Different genres of media can have different requirements: non-fiction projects can be some of the most challenging because of the variety of sound files from B roll or footage shot in varying locations. This inevitably sounds different to recordings done in sound booths or controlled environments. On some shoots, there may not be a person dedicated to sound and it will fall to the cameraman whereas in high end dramas you may have a whole team dedicated with multiple microphones (this brings its own challenge of having to cut between the microphones in editing!). All this contributes to work in post production to make it sound professional and of broadcast quality. 

Brown Bear worked on Channel 4’s Amputating Alice, a feature documentary following the story of Paralympic Champion swimmer Alice Tai as she voluntarily undergoes an amputation and then races to be ready for the Commonwealth Games. ‘It was a really inspirational documentary to do and it was really great to learn about her journey. This was an interesting one for adding sounds as there’s a montage sequence telling a summarised story where we could play with the sound design’. 

Amputating Alice (2023)
Amputating Alice (2023)

‘It’s our job as sound designers to take the viewer on a smooth aural journey. As soon as there’s anything slightly jarring for the viewer or it doesn’t sound right or natural, straightaway they’ve been taken out the story. They know the sound is weird and they’re not thinking about the story anymore’. 

Brown Bear provided ADR for blockbuster films like Disney’s Cruella, Universal Pictures Despicable Me 4, and Netflix’s hit TV show Sex Education. This is required when lines need to be rerecorded once a film has been shot or a director decides another line is needed for the narrative once editing has begun. If a certain bit of audio is done in a noisy or windy environment or there’s a disruption to the audio, it’s not always possible to rescue it in post production with modern audio tools.  

Sex Education (2019)
Sex Education (2019)

Actors will come into the studio to re-record their lines and it can be a challenge to get back into the same headspace – ‘footage is cut months and months after it’s shot – it’s really normal for an actor to struggle to recreate these moments’. Brown Bear’s location in Brighton is an important factor too, with a lot of talent based in the area and the general South East. Brown Bear can save them a trip into London, and are able to connect to another facility as they record through a playback system. These extra bits of audio will normally be put over a shot of the back of someone’s head so you don’t see the lips moving. 


Audio restoration encompasses quite a broad spectrum; it can mean taking old recordings and restoring them to sound the best that they can often already transferred to a digital file, but the majority of the time it is cleaning up and making badly recorded dialogue or substandard recordings ready for broadcast quality. The latter will almost always be done in every single job, requiring clean up using tools like Izotope, Cedar and Accentize. 

Hunt Vs Lauda: The Next Generation (2022)
Hunt Vs Lauda: The Next Generation (2022)

Dalton explains that they have tools that can do a spectral analysis of the audio to look at where your issues are and hone in. For example, if you’ve got a piece which is covered in cicadas, you can go in and look at the audio waveform and spectrogram and draw out and colour out all the bits where you can see this cadence because the cicadas will be at a higher frequency than voices.  

Editing podcasts is another availability at Brown Bear, which can also require audio restoration. If a call or an interview is done over zoom, the sound can be compressed or echoey but with production tools it can be brought up to sound as if they are in the studio with you, removing all the roominess in the background. 

Big Kick energy With Maisie Adams and Suzi Ruffell
Big Kick energy With Maisie Adams and Suzi Ruffell

‘It’s our job to try and save audio for film so it doesn’t have to be re-recorded via ADR. We will try and use everything at our disposal to make whatever line of dialogue sound the best it can and in keeping with the rest of the dialogue’.

- [YOUR TASKS]:
- 1) From the text about Brown Bear's sound work, list every production the company is said to have worked on or provided ADR for.
- 2) In the text about Brown Bear's sound work, write out the part that opens with the words containing "Brown Bear provided" and closes with "modern audio tools.".

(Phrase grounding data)
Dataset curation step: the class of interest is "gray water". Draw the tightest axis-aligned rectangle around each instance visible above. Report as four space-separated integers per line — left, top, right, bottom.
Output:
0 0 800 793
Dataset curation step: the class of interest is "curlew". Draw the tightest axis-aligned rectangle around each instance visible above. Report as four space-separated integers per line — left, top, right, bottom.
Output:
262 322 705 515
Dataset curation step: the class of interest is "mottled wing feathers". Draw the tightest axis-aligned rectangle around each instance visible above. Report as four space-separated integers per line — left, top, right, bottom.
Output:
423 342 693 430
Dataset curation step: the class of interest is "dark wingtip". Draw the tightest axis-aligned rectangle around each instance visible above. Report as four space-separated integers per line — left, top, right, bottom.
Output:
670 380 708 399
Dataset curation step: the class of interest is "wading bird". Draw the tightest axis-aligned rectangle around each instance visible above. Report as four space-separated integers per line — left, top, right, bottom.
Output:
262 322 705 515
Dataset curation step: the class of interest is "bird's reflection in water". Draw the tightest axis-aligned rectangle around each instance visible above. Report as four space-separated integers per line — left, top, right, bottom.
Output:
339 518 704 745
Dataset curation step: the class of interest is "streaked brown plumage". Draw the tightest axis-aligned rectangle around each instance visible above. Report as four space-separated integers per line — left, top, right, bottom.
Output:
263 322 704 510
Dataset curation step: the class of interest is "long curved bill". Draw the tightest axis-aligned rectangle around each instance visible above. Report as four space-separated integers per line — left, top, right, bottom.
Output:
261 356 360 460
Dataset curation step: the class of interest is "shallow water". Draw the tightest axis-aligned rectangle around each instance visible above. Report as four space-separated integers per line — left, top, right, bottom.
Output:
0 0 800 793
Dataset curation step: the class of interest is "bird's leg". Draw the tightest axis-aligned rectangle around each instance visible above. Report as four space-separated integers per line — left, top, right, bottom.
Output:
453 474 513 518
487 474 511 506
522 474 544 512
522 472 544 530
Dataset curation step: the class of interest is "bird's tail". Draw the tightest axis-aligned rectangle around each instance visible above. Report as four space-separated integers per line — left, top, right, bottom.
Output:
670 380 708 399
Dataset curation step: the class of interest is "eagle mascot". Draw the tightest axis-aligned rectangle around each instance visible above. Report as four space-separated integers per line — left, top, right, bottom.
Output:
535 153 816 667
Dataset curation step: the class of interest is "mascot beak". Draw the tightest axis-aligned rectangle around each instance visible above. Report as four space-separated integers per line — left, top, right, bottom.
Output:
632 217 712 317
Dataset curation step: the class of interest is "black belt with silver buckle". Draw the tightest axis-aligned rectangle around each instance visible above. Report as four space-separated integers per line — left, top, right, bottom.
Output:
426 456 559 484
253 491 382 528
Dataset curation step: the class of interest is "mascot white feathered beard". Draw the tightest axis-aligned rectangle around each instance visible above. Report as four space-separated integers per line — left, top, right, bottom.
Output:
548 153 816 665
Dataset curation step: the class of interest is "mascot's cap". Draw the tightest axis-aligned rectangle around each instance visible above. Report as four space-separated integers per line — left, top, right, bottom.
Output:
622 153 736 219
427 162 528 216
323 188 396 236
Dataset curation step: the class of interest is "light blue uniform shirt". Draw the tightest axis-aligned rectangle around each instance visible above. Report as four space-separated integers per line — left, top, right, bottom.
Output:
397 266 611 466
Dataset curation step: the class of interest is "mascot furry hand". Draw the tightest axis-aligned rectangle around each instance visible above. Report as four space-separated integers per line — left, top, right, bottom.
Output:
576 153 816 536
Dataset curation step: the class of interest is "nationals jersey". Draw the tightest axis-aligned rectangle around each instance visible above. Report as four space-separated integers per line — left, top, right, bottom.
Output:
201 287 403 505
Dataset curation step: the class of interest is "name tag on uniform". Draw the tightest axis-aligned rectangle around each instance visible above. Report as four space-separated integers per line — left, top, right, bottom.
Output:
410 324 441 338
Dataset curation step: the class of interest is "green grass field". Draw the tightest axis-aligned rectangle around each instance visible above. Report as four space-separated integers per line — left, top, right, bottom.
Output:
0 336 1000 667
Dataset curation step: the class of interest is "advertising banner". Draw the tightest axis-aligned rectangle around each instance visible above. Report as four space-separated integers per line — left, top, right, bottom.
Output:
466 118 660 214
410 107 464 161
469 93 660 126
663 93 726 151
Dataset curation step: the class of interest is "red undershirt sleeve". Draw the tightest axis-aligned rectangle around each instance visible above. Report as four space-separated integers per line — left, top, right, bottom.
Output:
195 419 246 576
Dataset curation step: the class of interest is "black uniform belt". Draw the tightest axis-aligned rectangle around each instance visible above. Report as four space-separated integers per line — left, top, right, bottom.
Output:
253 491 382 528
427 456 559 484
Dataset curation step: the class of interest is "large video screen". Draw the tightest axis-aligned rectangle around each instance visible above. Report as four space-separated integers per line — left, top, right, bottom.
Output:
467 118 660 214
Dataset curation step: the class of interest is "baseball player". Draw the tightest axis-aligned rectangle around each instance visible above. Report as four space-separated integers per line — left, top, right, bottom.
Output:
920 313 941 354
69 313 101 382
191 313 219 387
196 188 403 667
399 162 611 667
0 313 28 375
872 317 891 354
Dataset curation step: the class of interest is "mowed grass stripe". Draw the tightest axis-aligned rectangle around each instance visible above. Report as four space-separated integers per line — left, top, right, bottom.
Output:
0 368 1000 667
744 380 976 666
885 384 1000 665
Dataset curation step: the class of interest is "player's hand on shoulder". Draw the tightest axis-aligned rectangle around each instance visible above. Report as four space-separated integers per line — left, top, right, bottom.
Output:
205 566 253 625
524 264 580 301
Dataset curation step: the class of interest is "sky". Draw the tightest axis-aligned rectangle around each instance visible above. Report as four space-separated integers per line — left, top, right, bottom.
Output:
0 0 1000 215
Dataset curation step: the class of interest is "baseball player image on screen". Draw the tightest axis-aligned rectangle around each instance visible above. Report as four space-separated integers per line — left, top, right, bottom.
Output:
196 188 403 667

- [ANSWERS IN ORDER]:
- 1) Amputating Alice, Cruella, Despicable Me 4, Sex Education

- 2)
Brown Bear provided ADR for blockbuster films like Disney’s Cruella, Universal Pictures Despicable Me 4, and Netflix’s hit TV show Sex Education. This is required when lines need to be rerecorded once a film has been shot or a director decides another line is needed for the narrative once editing has begun. If a certain bit of audio is done in a noisy or windy environment or there’s a disruption to the audio, it’s not always possible to rescue it in post production with modern audio tools.